------ 本文抜粋

トヨタ自動車は4月下旬に『プリウス』のミニバンモデルを日本で発売する。そのプロトタイプが『プリウス・スペースコンセプト』として公開され、試乗する機会を得た。国内向けは5人乗り2列シートと7人乗り3列シートが投入される。

派生車種というより新開発のミニバンHV(ハイブリッド車)であり、同サイズのガソリン車からの乗り換え需要をつかみ、HVの普及を後押しする存在となりそうだ。

スペースコンセプトは北米では『プリウスv』、欧州では『プリウス+』として現地のモーターショーで公開されたもので、国内名称は未定。プリウスのデザインを踏襲し、1.8リットルのエンジンや最高出力が60kwのモーターなどパワートレインは同一だ。

車体サイズは、室内空間を広めるためプリウスより全長で155mm、前幅は30mm、全高は85mm延長し、ひと回り大きくした。ホイールベースも80mm長い2780mmとしており、車体の共通化はアンダーボディーの一部にとどまっている。

プリウスのブランド力を生かすための派生車種ではあるが、外観デザインを変えれば、別モデルとして十分通用するほど、力が入っている。

◆電池は2ウェイだが出力性能、燃費は同一

2次バッテリーは、2列シート車はニッケル水素電池としたものの、3列シート車には同社のHVでは初めてリチウムイオン電池を採用した。同電池のエネルギー密度の高さを3列シートの居住空間確保につなげている。

それぞれの配置は、ニッケル水素がプリウスと同じ後部のフロア下としているのに対し、リチウムイオンは運転席と助手席の間のセンターコンソール部への収容とした。電池容量はリチウムイオンが1kwh、ニッケル水素は1.3kwhとリチウムイオンがやや小さい。

------------
------ 記録の抜粋

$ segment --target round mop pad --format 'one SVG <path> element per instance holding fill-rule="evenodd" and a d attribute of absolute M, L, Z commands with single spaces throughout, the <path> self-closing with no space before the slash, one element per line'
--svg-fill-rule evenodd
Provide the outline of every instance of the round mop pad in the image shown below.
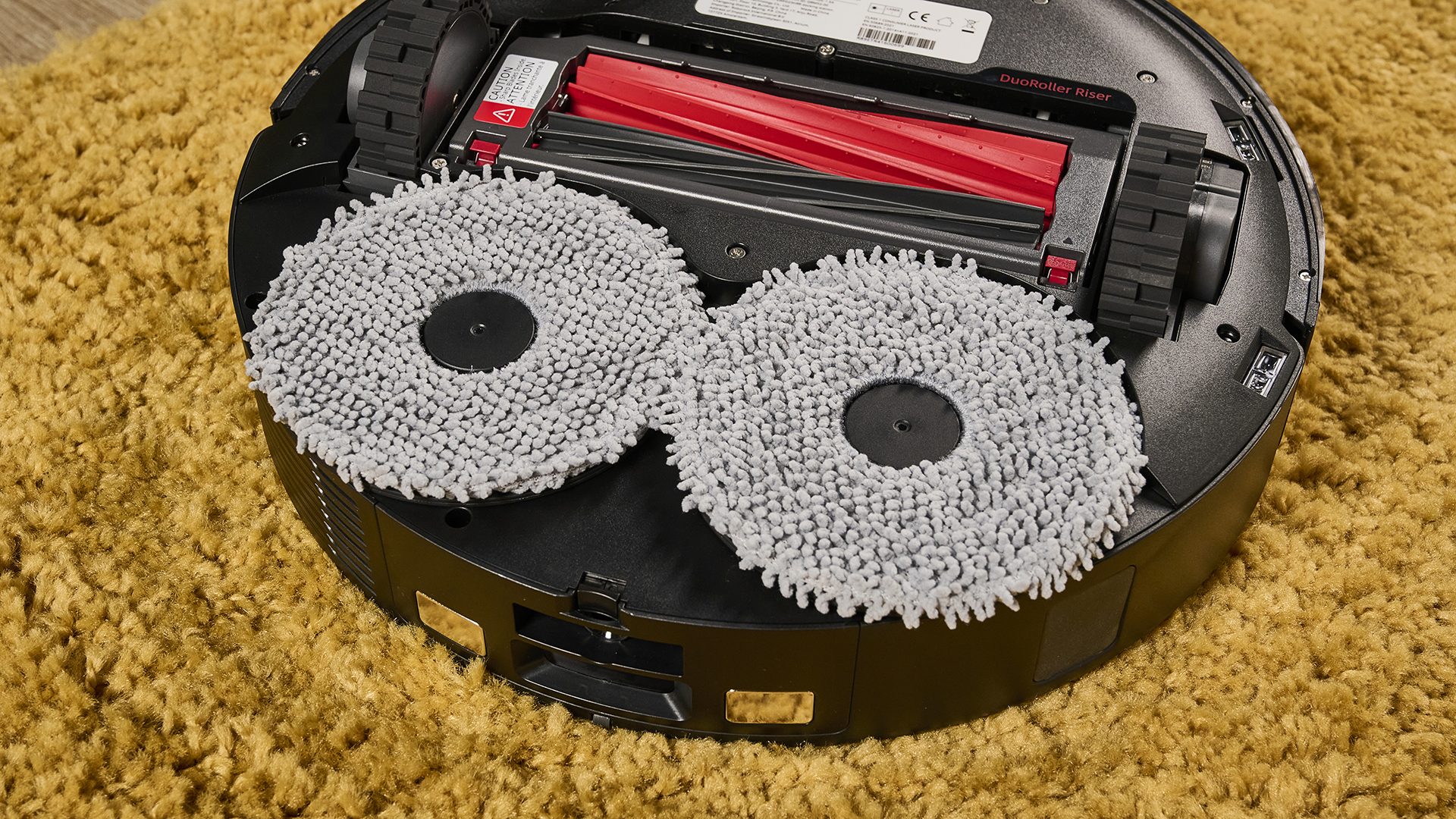
<path fill-rule="evenodd" d="M 248 373 L 355 487 L 463 501 L 614 462 L 706 321 L 664 230 L 507 176 L 405 185 L 284 252 Z"/>
<path fill-rule="evenodd" d="M 821 612 L 954 627 L 1061 590 L 1111 546 L 1147 461 L 1123 364 L 1069 313 L 960 256 L 770 271 L 686 342 L 664 427 L 684 507 Z M 904 450 L 932 455 L 893 465 Z"/>

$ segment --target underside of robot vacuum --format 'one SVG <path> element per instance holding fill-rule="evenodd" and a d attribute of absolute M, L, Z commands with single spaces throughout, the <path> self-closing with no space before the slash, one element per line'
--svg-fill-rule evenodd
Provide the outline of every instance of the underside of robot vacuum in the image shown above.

------------

作業指示: プリウスのミニバンについての本文を、最後の文に続けて書き進めなさい。 記録はこの作業とは関係がない。

解答:
しかし、HVの場合フル充電することはなく、制御範囲(使用領域)は上限が容量の8割程度と設定しているので、パフォーマンス上の差はないという。両タイプとも約2kmのEV走行が可能だし、「車両としての出力性能や燃費は(2列シート車も3列シート車も)同一」(開発主査の粥川宏氏)だ。ちなみに燃費は、10・15モードで「30km/リットル以上」を確保する。

◆ミニバン市場にハイブリッド化の波?

バッテリー重量はリチウムイオンが34kg、ニッケル水素が42kgであり、前者は3列目シートの重量負担分をほぼ稼ぐ格好となっている。また、容積はリチウムイオンがほぼ2分の1という。同電池は、プリウスのPHV(プラグイン・ハイブリッド車)向け同様に、子会社のプライムアースEVエナジーで生産する。

トヨタはHV用の電池について、信頼性などの実績が高いニッケル水素を主体としながら、車種に応じてリチウムイオンと使い分ける方針を打ち出している。それを具現化する今回の“2ウェイ”方式は、同社のバッテリー制御ノウハウの高度化にも寄与しよう。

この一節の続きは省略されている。